> **How to complete this task**: Sort through the listing below and keep each line with the word "above". Copy those.

_____

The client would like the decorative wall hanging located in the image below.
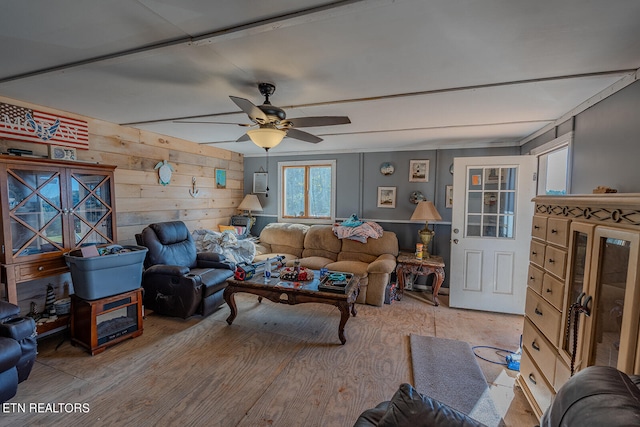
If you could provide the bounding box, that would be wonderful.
[409,191,426,204]
[377,186,396,208]
[215,169,227,189]
[189,177,200,198]
[154,160,174,186]
[0,102,89,149]
[49,145,76,161]
[253,172,268,194]
[380,162,395,175]
[409,160,429,182]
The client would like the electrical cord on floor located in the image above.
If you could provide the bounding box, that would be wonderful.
[472,335,522,370]
[471,345,510,366]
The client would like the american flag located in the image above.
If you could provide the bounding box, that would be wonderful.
[0,102,89,149]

_____

> **Final answer**:
The client would like the electrical cord on floor located in the image above.
The client would like the american flag located in the image above.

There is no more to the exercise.